(Extracted records)
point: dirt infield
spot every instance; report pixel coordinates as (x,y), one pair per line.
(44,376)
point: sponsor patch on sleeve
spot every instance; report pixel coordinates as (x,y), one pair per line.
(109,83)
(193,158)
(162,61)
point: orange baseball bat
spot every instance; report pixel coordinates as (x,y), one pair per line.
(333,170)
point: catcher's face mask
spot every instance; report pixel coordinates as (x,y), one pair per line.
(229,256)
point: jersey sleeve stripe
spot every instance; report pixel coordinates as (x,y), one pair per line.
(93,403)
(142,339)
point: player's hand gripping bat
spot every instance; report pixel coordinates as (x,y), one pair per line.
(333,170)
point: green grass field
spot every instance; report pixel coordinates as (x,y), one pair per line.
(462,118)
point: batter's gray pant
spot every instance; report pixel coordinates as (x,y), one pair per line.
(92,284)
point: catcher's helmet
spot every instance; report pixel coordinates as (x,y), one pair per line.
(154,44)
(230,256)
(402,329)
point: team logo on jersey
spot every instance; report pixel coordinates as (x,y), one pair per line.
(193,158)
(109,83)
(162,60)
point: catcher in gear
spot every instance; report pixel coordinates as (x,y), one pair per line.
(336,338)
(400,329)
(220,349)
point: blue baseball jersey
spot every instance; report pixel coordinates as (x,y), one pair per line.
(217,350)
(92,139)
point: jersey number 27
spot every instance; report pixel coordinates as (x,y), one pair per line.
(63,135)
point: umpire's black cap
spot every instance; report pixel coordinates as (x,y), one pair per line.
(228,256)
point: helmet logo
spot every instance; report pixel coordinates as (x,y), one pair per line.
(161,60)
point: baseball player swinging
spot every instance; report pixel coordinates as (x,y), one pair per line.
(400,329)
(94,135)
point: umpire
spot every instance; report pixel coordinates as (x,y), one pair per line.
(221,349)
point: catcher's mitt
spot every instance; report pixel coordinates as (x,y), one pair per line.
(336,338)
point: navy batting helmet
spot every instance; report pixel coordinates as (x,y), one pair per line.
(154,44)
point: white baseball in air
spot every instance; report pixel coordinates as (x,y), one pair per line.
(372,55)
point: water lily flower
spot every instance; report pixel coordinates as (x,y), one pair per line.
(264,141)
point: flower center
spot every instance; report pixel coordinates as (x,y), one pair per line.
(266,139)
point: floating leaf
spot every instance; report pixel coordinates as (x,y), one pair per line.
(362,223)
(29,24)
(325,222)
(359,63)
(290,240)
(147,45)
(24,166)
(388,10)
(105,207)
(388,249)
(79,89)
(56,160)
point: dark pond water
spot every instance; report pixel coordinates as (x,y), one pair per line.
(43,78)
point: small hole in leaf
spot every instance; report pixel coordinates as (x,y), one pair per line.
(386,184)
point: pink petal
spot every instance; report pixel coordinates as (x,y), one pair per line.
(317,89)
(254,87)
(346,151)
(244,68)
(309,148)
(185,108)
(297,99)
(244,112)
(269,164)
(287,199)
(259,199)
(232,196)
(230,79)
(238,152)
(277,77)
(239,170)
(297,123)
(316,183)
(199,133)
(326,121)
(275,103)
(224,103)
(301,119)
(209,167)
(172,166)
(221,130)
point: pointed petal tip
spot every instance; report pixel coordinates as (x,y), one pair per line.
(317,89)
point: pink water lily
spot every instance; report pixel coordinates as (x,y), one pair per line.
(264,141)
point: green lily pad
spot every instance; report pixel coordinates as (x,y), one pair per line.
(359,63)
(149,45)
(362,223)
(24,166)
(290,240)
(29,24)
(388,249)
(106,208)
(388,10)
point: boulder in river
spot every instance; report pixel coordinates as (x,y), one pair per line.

=== REQUIREMENT ===
Please copy all of the data above exactly.

=== TASK RESULT ===
point: dirt infield
spot every instance; report pixel coordinates as (x,y), one pair per line.
(44,376)
point: sponsor patch on sleeve
spot every instance; report pixel coordinates as (x,y), one pair per line.
(109,83)
(193,158)
(162,61)
point: orange baseball bat
spot every instance; report pixel coordinates as (x,y), one pair per line.
(333,170)
point: catcher's face mask
spot every instance; report pixel coordinates as (x,y), one pair per line.
(229,256)
point: jersey sleeve stripe
spot every instance; report pixel coordinates as (x,y), one pair per line.
(93,403)
(142,339)
point: player's hand gripping bat
spot every instance; report pixel coordinates as (x,y), one pair per line.
(333,170)
point: green grass field
spot every instance; report pixel coordinates as (x,y), one pair per line.
(462,118)
point: batter's gray pant
spot every instance; report pixel coordinates as (x,y), one pair per line.
(92,284)
point: catcher's helmet
spot every instance; report pixel coordinates as (x,y), one pair per line.
(154,44)
(230,256)
(402,329)
point: team logo on jersey
spot every instance; report pixel coordinates as (x,y), one pair per line.
(193,158)
(109,83)
(162,60)
point: catcher in gear
spot every instance; report pixel coordinates as (x,y), one pair per line.
(336,338)
(400,329)
(220,349)
point: blue baseball jersey
spot every instance; report pixel coordinates as (x,y), one pair per line.
(217,350)
(92,139)
point: jersey number 27
spot every instance; report pixel coordinates as (x,y), one pair per line.
(63,135)
point: umpire's black cap
spot every instance; report pixel coordinates as (x,y), one pair per line.
(228,256)
point: helmet logo
spot every instance; report pixel coordinates as (x,y), one pair per line.
(161,60)
point: baseball player swinging
spot every instance; report pixel coordinates as (x,y), one pair per line.
(400,329)
(94,135)
point: umpire
spot every instance; report pixel coordinates as (x,y), one pair per line.
(221,349)
point: catcher's mitt
spot every instance; report pixel coordinates as (x,y), one pair per line.
(336,338)
point: navy batting helmet
spot every instance; report pixel coordinates as (x,y), one pair per line.
(154,44)
point: white baseball in air
spot every instance; report pixel coordinates as (x,y), one pair per line.
(372,55)
point: water lily flower
spot every instance; report pixel coordinates as (x,y), one pair per line.
(264,141)
point: flower center
spot every instance; report pixel coordinates as (x,y), one pair per line.
(266,139)
point: floating leaf
spot every instance; report pixel coordinates as (x,y), one pair per line.
(362,223)
(29,24)
(325,222)
(359,63)
(290,240)
(147,45)
(24,166)
(388,10)
(105,207)
(388,249)
(79,89)
(56,160)
point: dark pond water
spot every instance; report pixel coordinates as (x,y), one pair per line.
(43,78)
point: small hole in leaf
spot every instance; report pixel coordinates as (x,y), one pair per line.
(386,184)
point: pink petal
spot every instance; report pixel coordinates as (x,y), one pair per line.
(317,89)
(254,87)
(346,151)
(244,68)
(309,148)
(185,108)
(297,99)
(244,112)
(269,164)
(287,199)
(259,199)
(232,196)
(230,79)
(238,152)
(277,77)
(239,170)
(297,123)
(316,183)
(199,133)
(326,121)
(275,103)
(224,103)
(301,119)
(209,167)
(172,166)
(221,130)
point: pointed petal tip
spot every instance; report pixel coordinates as (x,y), one pair per line.
(317,89)
point: pink water lily
spot every instance; report pixel coordinates as (x,y), one pair per line.
(264,141)
point: green lily pad
spot every instance; report pixel coordinates as (x,y), one pair per line.
(359,63)
(149,45)
(362,223)
(24,166)
(290,240)
(29,24)
(388,249)
(106,208)
(388,10)
point: boulder in river
spot every instance; report pixel coordinates as (x,y), one pair per line.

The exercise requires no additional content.